## PASSAGE
I say, "Al, cook me up some macaroni and cheese"
'Cause you know I like things that are many and boiled
And you know how I like it when your chest is all oiled

SOMEBODY PLEASE MAKE ME STOP. OR AT LEAST HELP ME LEARN SOME INTERNAL RHYME SKILLZ INSTEAD OF THIS AABBCC BULLSHIT

Thank you.

SOME SNIPPETS FROM THE ALGOREXTRAVAGANZA

*There were no refreshments. No cake shaped like Al Gore's head. No Goresicles. No Goreos.

* There was, however, an incredible lack of organization. There were two groups of people to see Al Gore; my sister and I were in the first, smaller (200 or so people) group. The organizers, and I use that term loosely, sort of just opened the floodgates to the venue (which, somewhat strangely, was the Swedish-American Museum on Clark). They checked to make sure you had a blue ticket and a book, but that was about it. Then everyone sort of crowded around the front of the museum, jockeying for position like at a rock show, while a lady with a very shrill voice explained the "event guidelines" to us THREE TIMES, despite the fact that we had all received them in a handout moments ago. It was annoying, but not overly so, because I was ready to Get My Gore On.

*Eventually Al and Tipper showed up to make their "remarks." Al looked fine in the standard political navy suit and reddish tie. He had really pink cheeks, probably from all the Scotch he was drinking backstage. (Just kidding! Oh, let's all get sued for libel! Oh goody, do let's! That will be ever so much fun!) (Where did that Little Women diction come from? I think I have a fever.)

## DATASET CONTENT
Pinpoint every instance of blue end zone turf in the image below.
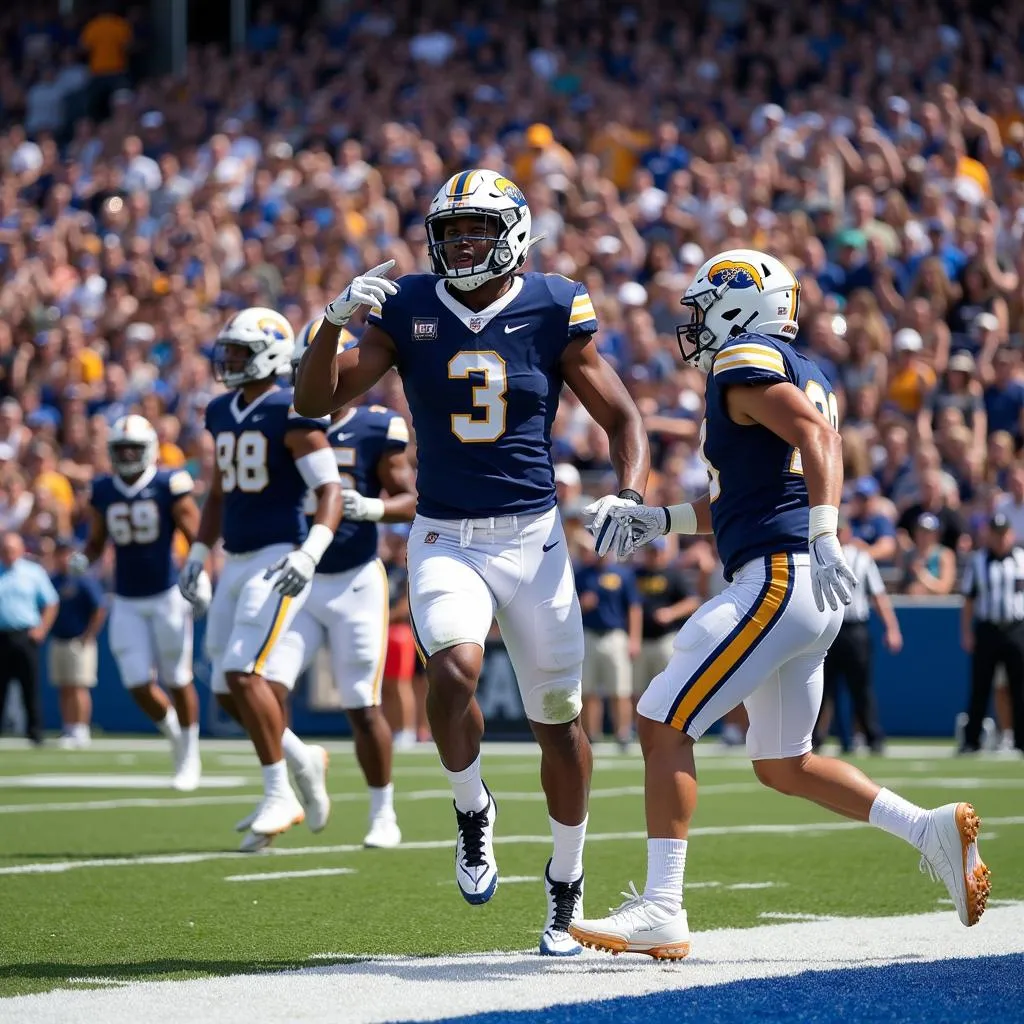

## PROBLEM 1
In the post about the Al Gore event, do these statements agree with the text? Answer yes or no for each, quoting the deciding words. (a) The event was held at the Swedish-American Museum on Clark. (b) Refreshments were served at the event. (c) The lady with the shrill voice explained the event guidelines only once.
## PROBLEM 2
Rewrite part of the post about the Al Gore event, starting at "SOMEBODY PLEASE MAKE" and ending at "Goresicles. No Goreos.", with "cake" changed to "pie".
The data isn't needed here.

## OUTPUT 1
(a) Yes: "the Swedish-American Museum on Clark"
(b) No: "There were no refreshments."
(c) No: "THREE TIMES"

## OUTPUT 2
SOMEBODY PLEASE MAKE ME STOP. OR AT LEAST HELP ME LEARN SOME INTERNAL RHYME SKILLZ INSTEAD OF THIS AABBCC BULLSHIT

Thank you.

SOME SNIPPETS FROM THE ALGOREXTRAVAGANZA

*There were no refreshments. No pie shaped like Al Gore's head. No Goresicles. No Goreos.